Stated problem =>
Give the lines from the one containing "TARGET = white tent" through the end of the records as a JSON list of strings, one string per line, with blank lines omitted.

================================

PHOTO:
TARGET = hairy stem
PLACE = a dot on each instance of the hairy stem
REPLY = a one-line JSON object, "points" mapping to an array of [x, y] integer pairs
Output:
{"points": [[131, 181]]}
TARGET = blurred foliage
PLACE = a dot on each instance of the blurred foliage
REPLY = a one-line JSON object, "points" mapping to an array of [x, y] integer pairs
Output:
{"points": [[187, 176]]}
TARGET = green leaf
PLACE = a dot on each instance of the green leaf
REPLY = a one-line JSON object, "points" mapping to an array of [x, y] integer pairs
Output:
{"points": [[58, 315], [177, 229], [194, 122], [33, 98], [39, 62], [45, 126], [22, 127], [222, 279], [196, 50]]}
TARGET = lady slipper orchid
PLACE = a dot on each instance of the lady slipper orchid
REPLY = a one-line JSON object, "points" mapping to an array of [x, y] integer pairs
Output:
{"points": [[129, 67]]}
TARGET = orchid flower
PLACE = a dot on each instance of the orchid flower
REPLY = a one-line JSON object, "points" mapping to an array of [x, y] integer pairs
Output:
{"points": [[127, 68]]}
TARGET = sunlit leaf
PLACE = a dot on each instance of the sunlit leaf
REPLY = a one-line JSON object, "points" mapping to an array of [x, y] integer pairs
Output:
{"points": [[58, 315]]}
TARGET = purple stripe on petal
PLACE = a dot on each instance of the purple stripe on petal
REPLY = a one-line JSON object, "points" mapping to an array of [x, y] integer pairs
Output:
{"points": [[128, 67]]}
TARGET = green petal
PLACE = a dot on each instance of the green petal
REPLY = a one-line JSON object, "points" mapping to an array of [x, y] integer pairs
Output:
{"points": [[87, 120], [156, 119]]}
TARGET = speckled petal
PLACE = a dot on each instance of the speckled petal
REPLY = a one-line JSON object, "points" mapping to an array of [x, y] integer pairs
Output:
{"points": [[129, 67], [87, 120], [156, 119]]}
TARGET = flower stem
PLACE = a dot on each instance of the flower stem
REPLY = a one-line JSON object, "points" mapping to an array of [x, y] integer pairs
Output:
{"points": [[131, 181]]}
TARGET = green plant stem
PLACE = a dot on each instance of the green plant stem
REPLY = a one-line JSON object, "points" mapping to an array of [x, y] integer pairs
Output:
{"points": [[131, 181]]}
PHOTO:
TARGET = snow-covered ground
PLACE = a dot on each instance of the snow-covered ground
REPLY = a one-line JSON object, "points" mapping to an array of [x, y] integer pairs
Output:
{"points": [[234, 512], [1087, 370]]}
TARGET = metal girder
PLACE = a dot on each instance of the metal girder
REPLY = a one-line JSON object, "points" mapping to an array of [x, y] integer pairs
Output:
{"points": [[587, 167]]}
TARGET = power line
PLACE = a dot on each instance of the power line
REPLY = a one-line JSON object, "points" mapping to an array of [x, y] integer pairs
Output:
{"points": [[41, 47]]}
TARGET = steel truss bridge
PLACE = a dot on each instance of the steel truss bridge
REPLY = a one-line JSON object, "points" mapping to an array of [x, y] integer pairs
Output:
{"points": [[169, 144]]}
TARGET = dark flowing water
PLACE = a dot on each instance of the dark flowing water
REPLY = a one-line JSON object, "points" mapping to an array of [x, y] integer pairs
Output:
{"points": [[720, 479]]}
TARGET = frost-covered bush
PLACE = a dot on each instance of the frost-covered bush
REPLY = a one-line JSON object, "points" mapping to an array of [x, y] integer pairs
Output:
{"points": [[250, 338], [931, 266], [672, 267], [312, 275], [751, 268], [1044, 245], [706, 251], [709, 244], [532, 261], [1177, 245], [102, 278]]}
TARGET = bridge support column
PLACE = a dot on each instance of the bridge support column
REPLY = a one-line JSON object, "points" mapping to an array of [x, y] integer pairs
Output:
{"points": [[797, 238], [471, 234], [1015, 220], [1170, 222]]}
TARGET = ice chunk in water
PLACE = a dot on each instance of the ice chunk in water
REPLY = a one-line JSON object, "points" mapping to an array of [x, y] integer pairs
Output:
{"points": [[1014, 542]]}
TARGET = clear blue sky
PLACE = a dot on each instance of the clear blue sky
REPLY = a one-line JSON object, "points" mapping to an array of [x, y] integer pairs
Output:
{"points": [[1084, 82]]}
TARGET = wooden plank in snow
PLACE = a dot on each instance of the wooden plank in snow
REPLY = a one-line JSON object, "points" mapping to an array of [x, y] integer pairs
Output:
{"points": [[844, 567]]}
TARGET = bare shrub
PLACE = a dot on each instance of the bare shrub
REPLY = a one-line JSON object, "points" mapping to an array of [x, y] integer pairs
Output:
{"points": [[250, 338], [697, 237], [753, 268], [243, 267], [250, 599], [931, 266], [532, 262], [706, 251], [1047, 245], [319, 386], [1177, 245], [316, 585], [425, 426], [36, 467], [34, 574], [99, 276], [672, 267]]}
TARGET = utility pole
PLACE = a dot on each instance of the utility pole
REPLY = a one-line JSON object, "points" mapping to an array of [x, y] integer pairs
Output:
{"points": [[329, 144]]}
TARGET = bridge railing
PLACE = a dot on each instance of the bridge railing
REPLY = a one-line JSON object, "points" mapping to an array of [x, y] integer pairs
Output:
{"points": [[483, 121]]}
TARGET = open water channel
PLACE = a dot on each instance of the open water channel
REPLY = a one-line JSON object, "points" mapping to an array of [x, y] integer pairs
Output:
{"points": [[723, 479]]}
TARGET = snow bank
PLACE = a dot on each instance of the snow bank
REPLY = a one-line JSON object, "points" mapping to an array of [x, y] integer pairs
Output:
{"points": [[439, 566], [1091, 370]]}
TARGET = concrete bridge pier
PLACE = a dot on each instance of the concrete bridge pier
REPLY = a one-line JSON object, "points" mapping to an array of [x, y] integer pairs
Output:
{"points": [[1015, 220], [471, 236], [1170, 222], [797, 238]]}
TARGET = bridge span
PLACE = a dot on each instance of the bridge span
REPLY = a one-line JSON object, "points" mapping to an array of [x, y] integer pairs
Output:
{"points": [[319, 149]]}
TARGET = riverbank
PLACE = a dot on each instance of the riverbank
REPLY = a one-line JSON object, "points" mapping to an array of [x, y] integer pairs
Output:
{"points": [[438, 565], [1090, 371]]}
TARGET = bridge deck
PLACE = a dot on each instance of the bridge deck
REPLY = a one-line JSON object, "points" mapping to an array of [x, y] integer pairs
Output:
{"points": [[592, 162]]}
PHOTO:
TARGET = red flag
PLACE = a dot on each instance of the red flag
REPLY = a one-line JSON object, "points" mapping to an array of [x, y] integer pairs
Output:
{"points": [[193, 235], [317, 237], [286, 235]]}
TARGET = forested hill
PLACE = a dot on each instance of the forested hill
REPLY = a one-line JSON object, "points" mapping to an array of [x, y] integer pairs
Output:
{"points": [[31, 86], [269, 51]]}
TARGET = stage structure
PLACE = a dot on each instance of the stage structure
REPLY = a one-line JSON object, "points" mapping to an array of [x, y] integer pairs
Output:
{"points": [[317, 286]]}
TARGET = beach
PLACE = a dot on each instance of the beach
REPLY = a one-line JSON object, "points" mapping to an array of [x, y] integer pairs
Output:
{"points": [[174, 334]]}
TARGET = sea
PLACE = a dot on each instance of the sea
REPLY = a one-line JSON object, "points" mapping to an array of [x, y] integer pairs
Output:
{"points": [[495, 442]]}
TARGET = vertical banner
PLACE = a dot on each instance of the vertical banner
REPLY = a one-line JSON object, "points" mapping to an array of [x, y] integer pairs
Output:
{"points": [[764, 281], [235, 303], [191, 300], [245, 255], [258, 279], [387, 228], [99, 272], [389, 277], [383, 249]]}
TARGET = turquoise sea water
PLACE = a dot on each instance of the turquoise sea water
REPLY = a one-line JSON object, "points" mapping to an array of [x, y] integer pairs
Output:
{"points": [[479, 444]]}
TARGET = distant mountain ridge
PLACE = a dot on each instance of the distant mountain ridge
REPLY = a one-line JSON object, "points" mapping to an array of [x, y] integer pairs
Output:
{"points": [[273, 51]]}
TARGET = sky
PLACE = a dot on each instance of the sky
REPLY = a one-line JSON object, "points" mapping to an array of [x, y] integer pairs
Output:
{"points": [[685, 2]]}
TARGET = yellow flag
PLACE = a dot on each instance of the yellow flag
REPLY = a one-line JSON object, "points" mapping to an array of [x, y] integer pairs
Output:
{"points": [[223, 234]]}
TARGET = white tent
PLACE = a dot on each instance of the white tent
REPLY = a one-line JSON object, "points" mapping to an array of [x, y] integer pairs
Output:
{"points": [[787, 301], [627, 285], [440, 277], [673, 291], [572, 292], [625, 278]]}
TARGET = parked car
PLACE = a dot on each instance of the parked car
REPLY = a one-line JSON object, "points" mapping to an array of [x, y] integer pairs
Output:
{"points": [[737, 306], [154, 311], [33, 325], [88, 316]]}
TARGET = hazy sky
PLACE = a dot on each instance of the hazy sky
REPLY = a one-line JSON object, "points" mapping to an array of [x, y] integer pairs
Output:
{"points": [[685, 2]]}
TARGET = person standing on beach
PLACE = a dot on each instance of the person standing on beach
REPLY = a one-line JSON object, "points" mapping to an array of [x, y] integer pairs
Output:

================================

Exercise output =>
[
  "TARGET = white tent",
  "PLACE = a dot on each instance of the white tent",
  "REPLY = a one-line JSON object, \"points\" mapping to an array of [x, y] integer pairs",
  "Output:",
  "{\"points\": [[787, 301], [627, 285], [440, 277], [673, 291], [572, 292], [625, 278]]}",
  "TARGET = parked car",
  "PLACE = a dot on each instance of the parked car",
  "REPLY = a one-line JSON object, \"points\" mapping to an array of [x, y] integer pairs",
  "Output:",
  "{\"points\": [[737, 306], [154, 311], [33, 325], [88, 316]]}",
  "TARGET = hazy sky",
  "PLACE = a dot on each instance of the hazy sky",
  "REPLY = a one-line JSON object, \"points\" mapping to an array of [x, y] integer pairs",
  "Output:",
  "{\"points\": [[685, 2]]}",
  "TARGET = person standing on beach",
  "PLACE = a dot on each instance of the person standing on beach",
  "REPLY = a one-line JSON object, \"points\" mapping to an array of [x, y] integer pairs",
  "Output:"
]